=== Metin Parçası ===
Farkını ortaya koymak, zamana karşı direnebilmenin de en önemli yoludur

Farkını ortaya koymak, zamana karşı direnebilmeninde en önemli yoludur. Bu yolla zamana karşı direnebilenler, medeniyeti şekillendirdiği gibi biçimlendirdiği her şeyi kendi ruhunun soluğu ile doldurabildiği için yaşanan anıda değerli kılmaktadır.

Farkını ortaya koyabilen, isimlerden biri olan Neo Yapı Yönetim Kurulu Başkanı Kadir Aydın, geliştirdiği projelerle ezberleri bozmayı başarmış. Günü kurtarmak yerine insanların mutlu olabileceği mekanları ortaya çıkaran Kadir Aydın, son olarak hayata geçirdiği NeoGölpark İstanbul projesi ile büyük beğeni topladı. Bir yatırımcı gözü ile ülkemizin son dönemine ışık tutan Kadir Aydın, geleceğin şekillendiği bir ortamda önemli tespitlerde bulundu.

Genel olarak inşaat sektörünün bugünkü durumunu özetler misiniz?
=== Sağlanan Veriler ===
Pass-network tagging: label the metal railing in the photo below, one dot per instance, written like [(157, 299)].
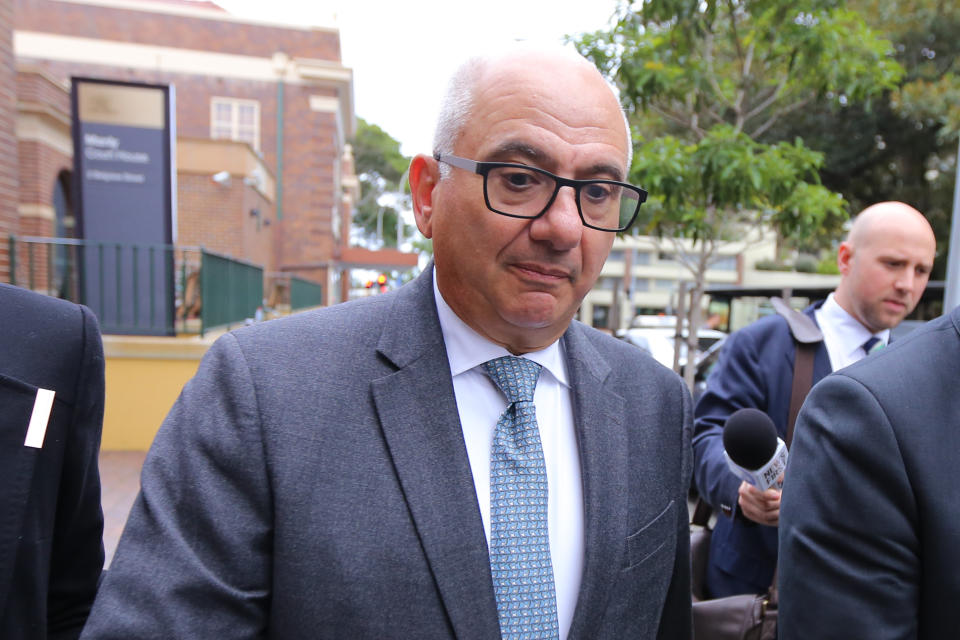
===
◆ **Görevler**:
a: Metin parçasına göre aşağıdaki soruları yanıtlayınız.
(i) Zamana karşı direnebilmenin en önemli yolu nedir?
(ii) Kadir Aydın hangi kuruluşun Yönetim Kurulu Başkanıdır?
(iii) Kadir Aydın'ın son olarak hayata geçirdiği ve büyük beğeni toplayan proje hangisidir?
b: Metin parçasının "Farkını ortaya koymak, zamana karşı direnebilmenin de" ile başlayıp "önemli tespitlerde bulundu." ile biten kısmını birebir aynı biçimde yeniden yazınız.

◆ **Yanıtlar**:
a:
(i) Farkını ortaya koymak.
(ii) Neo Yapı.
(iii) NeoGölpark İstanbul projesi.

b:
Farkını ortaya koymak, zamana karşı direnebilmenin de en önemli yoludur

Farkını ortaya koymak, zamana karşı direnebilmeninde en önemli yoludur. Bu yolla zamana karşı direnebilenler, medeniyeti şekillendirdiği gibi biçimlendirdiği her şeyi kendi ruhunun soluğu ile doldurabildiği için yaşanan anıda değerli kılmaktadır.

Farkını ortaya koyabilen, isimlerden biri olan Neo Yapı Yönetim Kurulu Başkanı Kadir Aydın, geliştirdiği projelerle ezberleri bozmayı başarmış. Günü kurtarmak yerine insanların mutlu olabileceği mekanları ortaya çıkaran Kadir Aydın, son olarak hayata geçirdiği NeoGölpark İstanbul projesi ile büyük beğeni topladı. Bir yatırımcı gözü ile ülkemizin son dönemine ışık tutan Kadir Aydın, geleceğin şekillendiği bir ortamda önemli tespitlerde bulundu.